### Your task
Search the records for lines with the word "balcony" and copy each match.

### Data to use
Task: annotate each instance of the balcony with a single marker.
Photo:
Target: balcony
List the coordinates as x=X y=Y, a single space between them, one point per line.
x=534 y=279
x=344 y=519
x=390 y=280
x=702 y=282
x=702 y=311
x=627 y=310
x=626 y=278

### Result for this task
Task: annotate each instance of the balcony with a single marker.
Target: balcony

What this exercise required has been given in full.